What is needed is an exact printout of all the data.

[Collection entries]
--

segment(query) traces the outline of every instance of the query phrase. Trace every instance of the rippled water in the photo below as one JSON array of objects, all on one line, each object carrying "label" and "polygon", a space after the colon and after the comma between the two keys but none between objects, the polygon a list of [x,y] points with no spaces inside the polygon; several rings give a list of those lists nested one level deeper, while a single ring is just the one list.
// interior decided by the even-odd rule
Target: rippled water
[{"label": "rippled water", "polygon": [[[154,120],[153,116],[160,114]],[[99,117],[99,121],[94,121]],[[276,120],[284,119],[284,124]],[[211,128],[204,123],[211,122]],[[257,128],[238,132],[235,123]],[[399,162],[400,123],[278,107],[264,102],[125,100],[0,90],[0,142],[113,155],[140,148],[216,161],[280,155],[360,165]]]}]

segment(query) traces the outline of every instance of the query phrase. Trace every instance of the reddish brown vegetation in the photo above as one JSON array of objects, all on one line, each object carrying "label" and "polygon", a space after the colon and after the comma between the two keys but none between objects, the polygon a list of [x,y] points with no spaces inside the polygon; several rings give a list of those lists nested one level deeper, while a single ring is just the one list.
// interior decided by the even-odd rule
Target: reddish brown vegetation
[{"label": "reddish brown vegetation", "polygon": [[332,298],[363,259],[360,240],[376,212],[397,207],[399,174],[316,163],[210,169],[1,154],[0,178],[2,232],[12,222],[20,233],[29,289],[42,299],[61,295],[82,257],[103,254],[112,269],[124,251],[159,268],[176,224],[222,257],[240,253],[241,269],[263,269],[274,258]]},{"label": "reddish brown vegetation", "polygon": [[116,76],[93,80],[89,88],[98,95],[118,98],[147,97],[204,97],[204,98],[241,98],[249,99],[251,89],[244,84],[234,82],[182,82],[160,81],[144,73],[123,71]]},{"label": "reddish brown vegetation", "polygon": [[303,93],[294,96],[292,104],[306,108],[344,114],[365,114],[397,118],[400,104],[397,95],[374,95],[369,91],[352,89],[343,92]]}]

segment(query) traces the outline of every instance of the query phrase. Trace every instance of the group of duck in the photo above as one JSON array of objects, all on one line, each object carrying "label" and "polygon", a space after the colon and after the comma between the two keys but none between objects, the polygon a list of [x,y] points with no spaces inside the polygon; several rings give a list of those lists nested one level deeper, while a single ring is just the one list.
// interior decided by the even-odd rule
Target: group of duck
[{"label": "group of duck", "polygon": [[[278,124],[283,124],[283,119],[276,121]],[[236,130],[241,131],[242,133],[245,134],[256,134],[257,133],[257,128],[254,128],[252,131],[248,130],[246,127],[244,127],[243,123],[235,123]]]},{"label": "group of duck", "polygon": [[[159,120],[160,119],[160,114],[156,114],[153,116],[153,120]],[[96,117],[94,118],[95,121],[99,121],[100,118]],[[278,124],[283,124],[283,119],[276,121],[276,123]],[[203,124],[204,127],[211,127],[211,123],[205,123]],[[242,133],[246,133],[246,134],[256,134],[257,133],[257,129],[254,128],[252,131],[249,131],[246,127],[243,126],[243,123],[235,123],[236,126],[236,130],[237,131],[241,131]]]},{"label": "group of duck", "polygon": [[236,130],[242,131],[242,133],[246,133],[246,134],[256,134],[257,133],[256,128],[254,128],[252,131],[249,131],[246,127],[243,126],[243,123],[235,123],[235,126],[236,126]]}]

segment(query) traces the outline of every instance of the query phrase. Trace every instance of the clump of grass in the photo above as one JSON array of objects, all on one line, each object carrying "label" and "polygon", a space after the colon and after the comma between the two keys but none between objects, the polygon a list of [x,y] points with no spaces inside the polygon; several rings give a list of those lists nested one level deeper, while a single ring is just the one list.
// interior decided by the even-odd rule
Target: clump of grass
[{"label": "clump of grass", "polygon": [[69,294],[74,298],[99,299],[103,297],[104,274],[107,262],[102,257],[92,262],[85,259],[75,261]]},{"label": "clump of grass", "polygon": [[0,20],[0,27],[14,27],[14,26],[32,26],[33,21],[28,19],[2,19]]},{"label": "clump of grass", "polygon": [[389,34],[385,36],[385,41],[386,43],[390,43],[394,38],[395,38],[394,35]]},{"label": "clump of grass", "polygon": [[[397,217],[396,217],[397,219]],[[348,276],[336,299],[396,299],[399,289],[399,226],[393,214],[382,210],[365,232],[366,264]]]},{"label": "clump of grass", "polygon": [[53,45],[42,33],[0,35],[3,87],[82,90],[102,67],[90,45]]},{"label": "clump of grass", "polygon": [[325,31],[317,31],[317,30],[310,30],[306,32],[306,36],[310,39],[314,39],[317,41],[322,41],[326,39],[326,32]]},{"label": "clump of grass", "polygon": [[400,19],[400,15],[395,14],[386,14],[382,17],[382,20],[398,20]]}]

--

◆ **Task result**:
segment(query) traces the outline of every instance of the query phrase. Trace every instance of the rippled water in the photo below as one JSON array of objects, all on one line, each object carrying "label" and "polygon", a space after the colon and after the comma between the two keys but none between objects, the polygon a list of [x,y] points with no spaces inside the polygon; several rings give a list of those lists nested one level deeper, while a single ring is just the one list.
// interior decided by the even-odd rule
Target: rippled water
[{"label": "rippled water", "polygon": [[[154,120],[153,116],[160,114]],[[99,117],[99,121],[94,121]],[[276,120],[284,119],[284,124]],[[211,128],[204,123],[211,122]],[[257,128],[238,132],[235,123]],[[399,162],[400,123],[278,107],[264,102],[125,100],[0,90],[0,142],[113,155],[140,148],[216,161],[280,155],[360,165]]]}]

segment(query) traces the outline of every instance of the query phrase. Trace every instance of the reddish brown vegetation in the photo above as one JSON array of objects, all on one line, each object carrying "label" and "polygon", a space after the colon and after the comma between the two keys but none between objects, the polygon a list of [x,y] points with no spaces inside the polygon; several rings give a list of those lists nested one level deeper, while a single ring is just the one list.
// interior decided by the even-odd rule
Target: reddish brown vegetation
[{"label": "reddish brown vegetation", "polygon": [[332,298],[363,259],[360,240],[376,212],[397,207],[399,174],[316,163],[210,169],[1,154],[0,178],[2,232],[12,222],[20,233],[29,289],[42,299],[61,295],[82,257],[103,254],[112,269],[124,251],[159,268],[176,224],[222,257],[240,253],[241,269],[263,269],[274,258]]},{"label": "reddish brown vegetation", "polygon": [[116,76],[93,80],[89,88],[98,95],[118,98],[147,97],[204,97],[204,98],[241,98],[249,99],[251,89],[244,84],[234,82],[182,82],[160,81],[144,73],[123,71]]},{"label": "reddish brown vegetation", "polygon": [[303,93],[294,96],[292,104],[306,108],[344,114],[365,114],[397,118],[400,104],[397,95],[374,95],[369,91],[352,89],[343,92]]}]

segment(query) traces the outline of every instance of the query phrase. Trace every instance of the group of duck in the photo above as one JSON array of objects, all on one line, each object carrying "label" and "polygon", a space after the colon and after the comma between the two keys but none between objects, the polygon a list of [x,y] points with no spaces inside the polygon; several rings give a list of those lists nested one level deeper, while a single ring is just the one list.
// interior decided by the even-odd rule
Target: group of duck
[{"label": "group of duck", "polygon": [[[278,124],[283,124],[283,119],[276,121]],[[236,130],[241,131],[242,133],[245,134],[256,134],[257,133],[257,128],[254,128],[252,131],[248,130],[246,127],[244,127],[243,123],[235,123]]]},{"label": "group of duck", "polygon": [[[159,120],[160,119],[160,114],[156,114],[153,116],[153,120]],[[96,117],[94,118],[95,121],[99,121],[100,118]],[[278,124],[283,124],[283,119],[276,121],[276,123]],[[203,124],[204,127],[211,127],[211,123],[205,123]],[[242,133],[246,133],[246,134],[256,134],[257,133],[257,129],[254,128],[252,131],[249,131],[246,127],[243,126],[243,123],[235,123],[236,126],[236,130],[237,131],[241,131]]]},{"label": "group of duck", "polygon": [[236,130],[242,131],[242,133],[246,133],[246,134],[256,134],[257,133],[256,128],[254,128],[252,131],[249,131],[246,127],[243,126],[243,123],[235,123],[235,126],[236,126]]}]

segment(query) traces the outline of every instance of the query phrase. Trace every instance of the clump of grass in the photo above as one JSON array of objects, all on one line, each object carrying "label" and "polygon", a space after the colon and after the comma between the two keys but none between objects, the polygon a list of [x,y] points with no spaces inside the polygon; several rings give a list of those lists nested one level deeper, while a single ring is just the one list.
// interior decided by the even-odd rule
Target: clump of grass
[{"label": "clump of grass", "polygon": [[69,294],[74,298],[99,299],[103,297],[104,274],[107,262],[102,257],[92,262],[85,259],[75,261]]},{"label": "clump of grass", "polygon": [[0,20],[0,27],[14,27],[14,26],[32,26],[33,21],[28,19],[2,19]]},{"label": "clump of grass", "polygon": [[389,34],[385,36],[385,41],[386,43],[390,43],[394,38],[395,38],[394,35]]},{"label": "clump of grass", "polygon": [[[397,217],[396,217],[397,219]],[[348,276],[336,299],[396,299],[399,289],[399,226],[393,214],[382,210],[365,232],[366,264]]]},{"label": "clump of grass", "polygon": [[53,45],[42,33],[0,35],[3,87],[82,90],[102,67],[90,45]]},{"label": "clump of grass", "polygon": [[325,31],[317,31],[317,30],[310,30],[306,32],[306,36],[310,39],[314,39],[317,41],[322,41],[326,39],[326,32]]},{"label": "clump of grass", "polygon": [[400,19],[400,15],[395,14],[386,14],[382,17],[382,20],[398,20]]}]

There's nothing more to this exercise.